_ABOUT THIS EXERCISE_. Show all lines from the data that include the word "stem".

_DATASET EXTRACT_.
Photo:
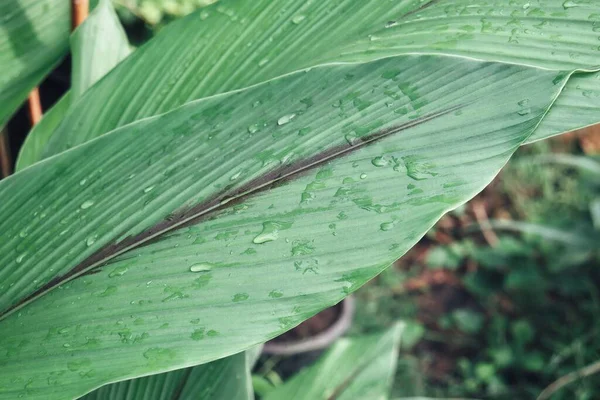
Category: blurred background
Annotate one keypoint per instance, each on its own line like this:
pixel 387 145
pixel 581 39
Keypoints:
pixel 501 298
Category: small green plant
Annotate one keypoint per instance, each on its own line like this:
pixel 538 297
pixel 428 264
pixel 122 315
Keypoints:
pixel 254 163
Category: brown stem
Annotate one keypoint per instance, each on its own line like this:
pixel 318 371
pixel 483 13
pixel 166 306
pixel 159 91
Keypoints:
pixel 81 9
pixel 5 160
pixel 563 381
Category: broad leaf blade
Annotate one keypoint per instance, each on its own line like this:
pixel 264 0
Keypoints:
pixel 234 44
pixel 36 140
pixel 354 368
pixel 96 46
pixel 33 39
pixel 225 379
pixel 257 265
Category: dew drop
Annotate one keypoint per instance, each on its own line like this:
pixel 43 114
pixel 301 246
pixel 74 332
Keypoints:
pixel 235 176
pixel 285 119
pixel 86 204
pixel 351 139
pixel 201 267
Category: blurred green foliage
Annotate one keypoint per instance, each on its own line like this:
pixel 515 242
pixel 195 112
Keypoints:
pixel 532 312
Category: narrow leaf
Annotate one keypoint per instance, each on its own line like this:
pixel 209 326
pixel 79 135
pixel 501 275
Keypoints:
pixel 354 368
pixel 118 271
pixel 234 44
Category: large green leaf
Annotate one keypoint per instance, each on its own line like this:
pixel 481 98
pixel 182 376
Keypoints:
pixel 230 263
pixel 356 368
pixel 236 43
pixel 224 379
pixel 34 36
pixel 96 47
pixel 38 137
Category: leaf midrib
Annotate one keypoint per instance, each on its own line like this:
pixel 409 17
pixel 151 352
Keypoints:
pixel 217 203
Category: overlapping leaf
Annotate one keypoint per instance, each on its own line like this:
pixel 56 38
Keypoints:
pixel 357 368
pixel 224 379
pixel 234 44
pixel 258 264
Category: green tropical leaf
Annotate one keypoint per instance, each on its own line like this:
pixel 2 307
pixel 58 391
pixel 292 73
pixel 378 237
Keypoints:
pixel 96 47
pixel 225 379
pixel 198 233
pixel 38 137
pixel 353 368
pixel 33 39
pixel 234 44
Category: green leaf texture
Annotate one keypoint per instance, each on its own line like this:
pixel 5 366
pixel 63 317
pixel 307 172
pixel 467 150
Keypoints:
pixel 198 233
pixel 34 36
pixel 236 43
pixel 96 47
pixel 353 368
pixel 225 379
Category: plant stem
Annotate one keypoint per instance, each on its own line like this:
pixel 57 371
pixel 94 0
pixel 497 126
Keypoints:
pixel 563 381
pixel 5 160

...

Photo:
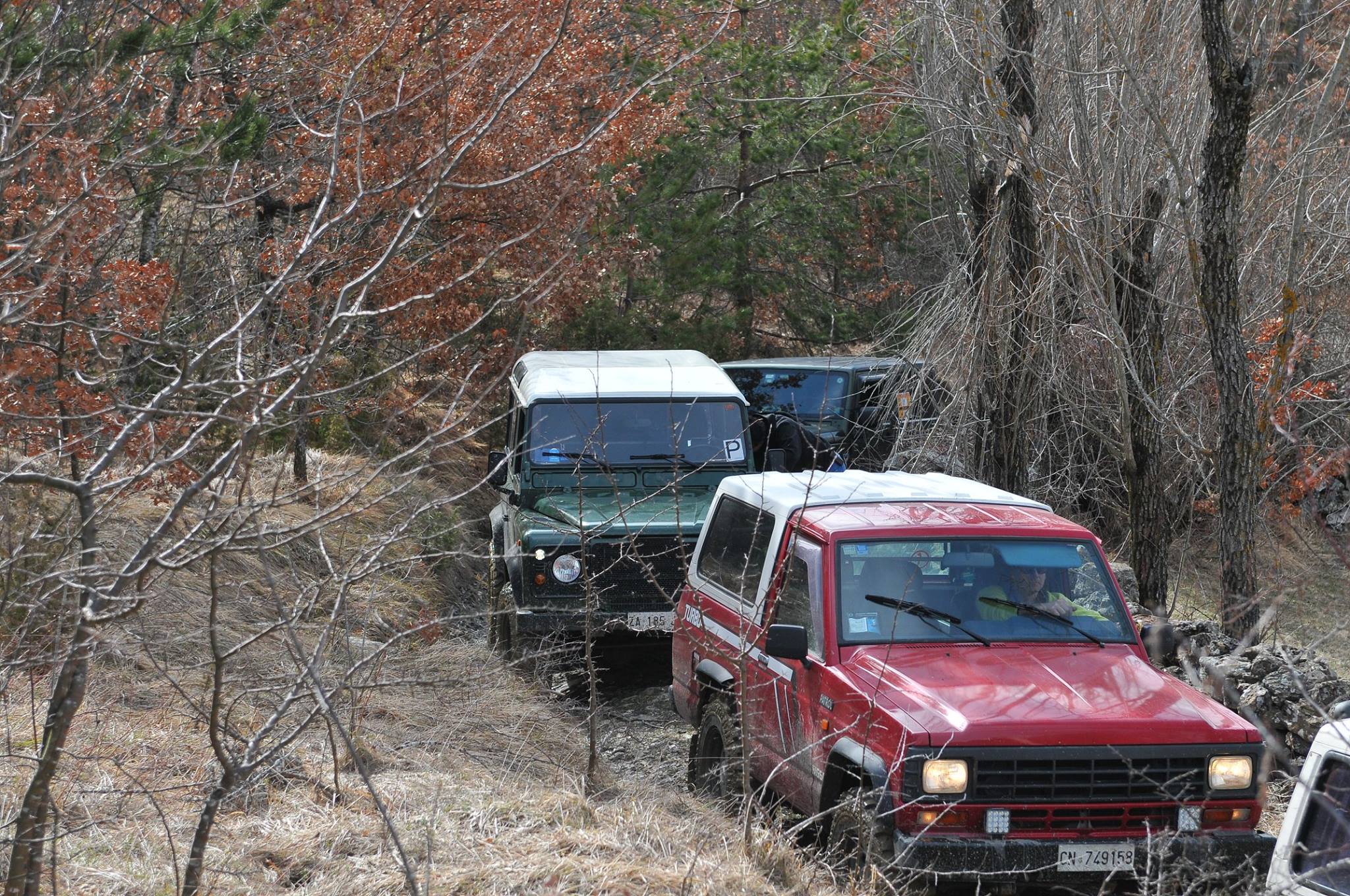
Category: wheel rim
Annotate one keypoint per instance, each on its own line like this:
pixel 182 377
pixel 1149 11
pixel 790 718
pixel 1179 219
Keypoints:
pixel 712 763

--

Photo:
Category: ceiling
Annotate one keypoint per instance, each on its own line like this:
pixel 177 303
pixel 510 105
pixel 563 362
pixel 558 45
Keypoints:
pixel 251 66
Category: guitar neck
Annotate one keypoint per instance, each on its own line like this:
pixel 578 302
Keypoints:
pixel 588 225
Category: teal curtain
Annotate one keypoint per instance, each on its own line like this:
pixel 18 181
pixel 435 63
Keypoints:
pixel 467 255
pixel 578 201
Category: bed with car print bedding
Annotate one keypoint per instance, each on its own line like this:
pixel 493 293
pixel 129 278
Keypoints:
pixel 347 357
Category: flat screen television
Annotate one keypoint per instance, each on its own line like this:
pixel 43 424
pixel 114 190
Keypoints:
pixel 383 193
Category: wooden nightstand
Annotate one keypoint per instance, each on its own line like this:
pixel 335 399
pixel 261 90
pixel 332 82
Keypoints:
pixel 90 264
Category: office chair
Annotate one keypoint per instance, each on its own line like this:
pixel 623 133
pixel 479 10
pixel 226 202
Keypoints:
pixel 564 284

_ANSWER SPACE_.
Category: brown stem
Category: plant stem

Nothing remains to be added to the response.